Collect every line of the listing below that contains the word "hoodie", and copy each such line in full.

**********

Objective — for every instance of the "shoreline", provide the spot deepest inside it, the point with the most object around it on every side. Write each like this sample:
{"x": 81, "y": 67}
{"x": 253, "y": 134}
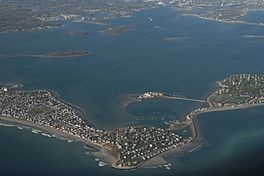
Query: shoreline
{"x": 158, "y": 160}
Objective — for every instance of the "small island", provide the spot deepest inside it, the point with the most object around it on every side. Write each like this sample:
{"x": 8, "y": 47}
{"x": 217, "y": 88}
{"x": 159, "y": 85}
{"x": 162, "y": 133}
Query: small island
{"x": 133, "y": 146}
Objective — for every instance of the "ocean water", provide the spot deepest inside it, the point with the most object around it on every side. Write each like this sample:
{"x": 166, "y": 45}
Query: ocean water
{"x": 174, "y": 54}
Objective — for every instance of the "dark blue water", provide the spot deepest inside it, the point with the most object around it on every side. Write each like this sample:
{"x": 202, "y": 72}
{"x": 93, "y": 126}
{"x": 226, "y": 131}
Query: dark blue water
{"x": 134, "y": 62}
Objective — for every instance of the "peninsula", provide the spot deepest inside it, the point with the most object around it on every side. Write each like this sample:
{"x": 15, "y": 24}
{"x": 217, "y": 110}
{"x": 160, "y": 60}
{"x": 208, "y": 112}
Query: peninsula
{"x": 133, "y": 146}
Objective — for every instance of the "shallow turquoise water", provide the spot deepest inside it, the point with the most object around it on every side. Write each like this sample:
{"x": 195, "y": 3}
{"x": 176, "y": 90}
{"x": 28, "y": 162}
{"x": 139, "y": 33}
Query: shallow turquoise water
{"x": 135, "y": 62}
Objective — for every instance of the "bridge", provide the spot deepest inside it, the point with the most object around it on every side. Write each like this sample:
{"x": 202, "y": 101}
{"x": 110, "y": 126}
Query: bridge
{"x": 185, "y": 99}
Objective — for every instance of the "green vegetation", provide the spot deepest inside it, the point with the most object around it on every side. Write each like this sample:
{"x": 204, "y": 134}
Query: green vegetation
{"x": 239, "y": 89}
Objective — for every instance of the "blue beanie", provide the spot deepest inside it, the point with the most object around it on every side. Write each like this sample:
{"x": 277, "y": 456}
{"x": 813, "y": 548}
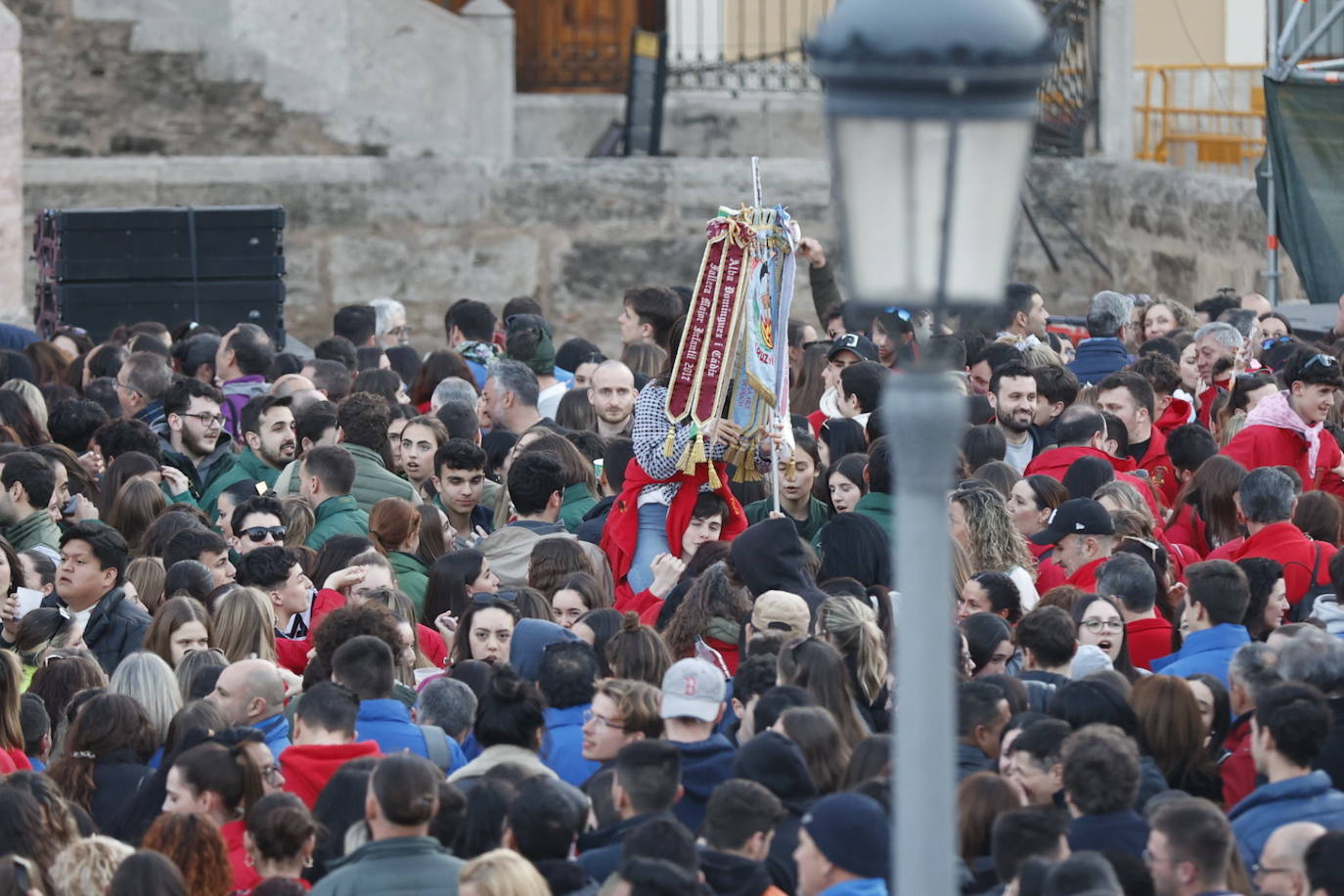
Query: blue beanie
{"x": 852, "y": 831}
{"x": 531, "y": 639}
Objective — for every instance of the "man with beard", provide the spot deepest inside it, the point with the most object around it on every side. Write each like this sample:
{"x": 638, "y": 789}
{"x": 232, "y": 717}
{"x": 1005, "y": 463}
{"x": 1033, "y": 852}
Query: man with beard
{"x": 268, "y": 428}
{"x": 1012, "y": 395}
{"x": 611, "y": 395}
{"x": 193, "y": 438}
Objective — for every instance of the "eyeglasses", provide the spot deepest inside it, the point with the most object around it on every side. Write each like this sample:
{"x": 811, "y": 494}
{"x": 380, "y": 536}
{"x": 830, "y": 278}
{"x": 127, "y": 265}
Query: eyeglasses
{"x": 485, "y": 597}
{"x": 1264, "y": 871}
{"x": 606, "y": 723}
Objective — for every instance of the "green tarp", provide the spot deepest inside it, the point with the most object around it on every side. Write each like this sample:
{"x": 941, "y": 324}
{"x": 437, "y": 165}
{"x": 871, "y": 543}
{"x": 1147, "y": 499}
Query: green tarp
{"x": 1305, "y": 126}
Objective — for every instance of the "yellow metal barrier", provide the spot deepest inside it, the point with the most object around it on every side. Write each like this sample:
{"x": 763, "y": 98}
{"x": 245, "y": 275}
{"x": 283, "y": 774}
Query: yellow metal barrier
{"x": 1207, "y": 117}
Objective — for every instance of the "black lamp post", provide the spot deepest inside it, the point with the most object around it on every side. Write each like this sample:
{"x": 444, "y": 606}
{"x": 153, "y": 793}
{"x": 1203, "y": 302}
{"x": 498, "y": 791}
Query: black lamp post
{"x": 930, "y": 108}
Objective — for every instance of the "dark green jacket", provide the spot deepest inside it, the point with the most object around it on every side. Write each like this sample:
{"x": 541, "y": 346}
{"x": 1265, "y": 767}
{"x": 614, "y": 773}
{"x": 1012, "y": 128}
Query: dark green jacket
{"x": 575, "y": 501}
{"x": 34, "y": 529}
{"x": 246, "y": 467}
{"x": 337, "y": 516}
{"x": 409, "y": 866}
{"x": 818, "y": 516}
{"x": 876, "y": 507}
{"x": 203, "y": 474}
{"x": 412, "y": 578}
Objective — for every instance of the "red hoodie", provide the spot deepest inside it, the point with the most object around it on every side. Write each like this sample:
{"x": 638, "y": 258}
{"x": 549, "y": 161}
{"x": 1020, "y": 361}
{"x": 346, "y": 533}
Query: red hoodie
{"x": 1055, "y": 464}
{"x": 308, "y": 767}
{"x": 1276, "y": 446}
{"x": 1300, "y": 557}
{"x": 1176, "y": 414}
{"x": 1161, "y": 474}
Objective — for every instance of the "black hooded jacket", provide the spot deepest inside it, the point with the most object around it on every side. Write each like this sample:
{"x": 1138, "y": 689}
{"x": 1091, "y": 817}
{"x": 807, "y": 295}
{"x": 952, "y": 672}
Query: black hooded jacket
{"x": 769, "y": 557}
{"x": 729, "y": 874}
{"x": 114, "y": 629}
{"x": 773, "y": 760}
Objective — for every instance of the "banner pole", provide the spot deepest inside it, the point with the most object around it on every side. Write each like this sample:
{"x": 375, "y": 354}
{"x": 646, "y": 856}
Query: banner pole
{"x": 775, "y": 456}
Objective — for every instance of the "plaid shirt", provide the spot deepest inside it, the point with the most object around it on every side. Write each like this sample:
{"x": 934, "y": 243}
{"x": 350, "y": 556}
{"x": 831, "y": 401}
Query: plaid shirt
{"x": 650, "y": 435}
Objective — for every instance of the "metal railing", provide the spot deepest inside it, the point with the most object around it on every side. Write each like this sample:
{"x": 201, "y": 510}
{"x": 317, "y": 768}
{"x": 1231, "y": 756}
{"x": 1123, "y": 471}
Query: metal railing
{"x": 1203, "y": 117}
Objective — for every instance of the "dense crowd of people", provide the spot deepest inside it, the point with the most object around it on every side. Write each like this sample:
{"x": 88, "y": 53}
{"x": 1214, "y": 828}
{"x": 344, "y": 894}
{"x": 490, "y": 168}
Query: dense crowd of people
{"x": 386, "y": 622}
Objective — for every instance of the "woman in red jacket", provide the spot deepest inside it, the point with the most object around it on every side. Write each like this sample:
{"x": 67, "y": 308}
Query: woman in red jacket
{"x": 1287, "y": 428}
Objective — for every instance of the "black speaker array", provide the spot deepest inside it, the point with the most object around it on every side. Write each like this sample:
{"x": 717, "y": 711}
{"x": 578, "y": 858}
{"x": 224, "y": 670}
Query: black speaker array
{"x": 218, "y": 265}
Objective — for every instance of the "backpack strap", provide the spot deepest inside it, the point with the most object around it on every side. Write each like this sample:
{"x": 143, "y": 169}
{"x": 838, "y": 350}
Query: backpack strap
{"x": 435, "y": 744}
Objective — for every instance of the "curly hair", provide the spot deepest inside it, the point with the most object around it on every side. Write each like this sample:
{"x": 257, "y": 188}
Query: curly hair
{"x": 992, "y": 538}
{"x": 195, "y": 846}
{"x": 711, "y": 596}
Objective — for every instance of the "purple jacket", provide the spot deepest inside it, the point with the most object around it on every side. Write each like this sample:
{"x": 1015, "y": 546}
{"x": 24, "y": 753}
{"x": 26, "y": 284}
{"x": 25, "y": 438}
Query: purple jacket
{"x": 238, "y": 392}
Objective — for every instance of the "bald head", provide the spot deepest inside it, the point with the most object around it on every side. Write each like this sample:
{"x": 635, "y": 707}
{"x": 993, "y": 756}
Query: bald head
{"x": 248, "y": 691}
{"x": 611, "y": 395}
{"x": 1080, "y": 425}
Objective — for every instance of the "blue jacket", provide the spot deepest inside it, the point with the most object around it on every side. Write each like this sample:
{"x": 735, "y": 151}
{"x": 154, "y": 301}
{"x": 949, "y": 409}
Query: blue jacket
{"x": 562, "y": 749}
{"x": 388, "y": 724}
{"x": 1208, "y": 650}
{"x": 704, "y": 766}
{"x": 1271, "y": 806}
{"x": 862, "y": 887}
{"x": 1122, "y": 830}
{"x": 1098, "y": 359}
{"x": 276, "y": 730}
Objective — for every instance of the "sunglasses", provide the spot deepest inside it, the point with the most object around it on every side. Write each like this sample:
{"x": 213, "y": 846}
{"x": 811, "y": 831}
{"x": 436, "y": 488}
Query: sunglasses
{"x": 485, "y": 597}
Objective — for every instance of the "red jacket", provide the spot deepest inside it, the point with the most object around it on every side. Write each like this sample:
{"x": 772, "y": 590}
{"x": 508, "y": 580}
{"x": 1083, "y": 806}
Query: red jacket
{"x": 1148, "y": 640}
{"x": 1085, "y": 576}
{"x": 1161, "y": 474}
{"x": 1176, "y": 414}
{"x": 1238, "y": 770}
{"x": 621, "y": 533}
{"x": 1208, "y": 396}
{"x": 308, "y": 767}
{"x": 1188, "y": 528}
{"x": 1300, "y": 557}
{"x": 291, "y": 653}
{"x": 1055, "y": 464}
{"x": 1275, "y": 446}
{"x": 245, "y": 876}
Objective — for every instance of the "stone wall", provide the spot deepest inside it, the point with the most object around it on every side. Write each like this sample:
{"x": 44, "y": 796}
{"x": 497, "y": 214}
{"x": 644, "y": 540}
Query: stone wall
{"x": 268, "y": 76}
{"x": 577, "y": 233}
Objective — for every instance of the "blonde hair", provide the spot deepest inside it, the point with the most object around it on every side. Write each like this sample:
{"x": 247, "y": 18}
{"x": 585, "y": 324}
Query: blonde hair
{"x": 1127, "y": 496}
{"x": 298, "y": 520}
{"x": 852, "y": 628}
{"x": 502, "y": 872}
{"x": 148, "y": 575}
{"x": 245, "y": 625}
{"x": 86, "y": 867}
{"x": 150, "y": 680}
{"x": 994, "y": 542}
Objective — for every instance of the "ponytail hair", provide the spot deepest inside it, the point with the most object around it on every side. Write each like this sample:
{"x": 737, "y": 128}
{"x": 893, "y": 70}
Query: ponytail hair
{"x": 229, "y": 771}
{"x": 851, "y": 625}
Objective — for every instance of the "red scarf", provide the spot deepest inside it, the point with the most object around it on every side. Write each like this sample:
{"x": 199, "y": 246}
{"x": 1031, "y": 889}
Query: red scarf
{"x": 621, "y": 533}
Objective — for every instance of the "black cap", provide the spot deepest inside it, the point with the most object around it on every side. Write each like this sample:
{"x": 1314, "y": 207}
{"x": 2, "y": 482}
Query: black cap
{"x": 1080, "y": 516}
{"x": 856, "y": 342}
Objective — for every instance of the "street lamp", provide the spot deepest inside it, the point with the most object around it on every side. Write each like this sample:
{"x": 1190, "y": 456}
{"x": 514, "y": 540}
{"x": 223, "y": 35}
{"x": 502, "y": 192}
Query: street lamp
{"x": 930, "y": 108}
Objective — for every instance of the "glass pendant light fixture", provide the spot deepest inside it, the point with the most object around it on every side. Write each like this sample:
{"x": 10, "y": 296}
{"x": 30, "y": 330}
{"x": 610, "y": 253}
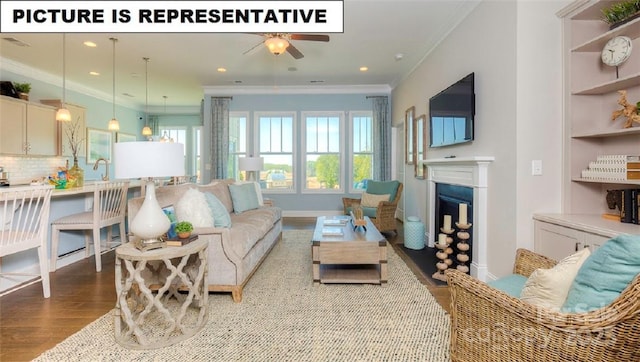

**********

Correct response ->
Objective — for every instance of the "red hoodie", provide the spot deepest inside it, the point with the most object around it on every side. Write each like this sample:
Query: red hoodie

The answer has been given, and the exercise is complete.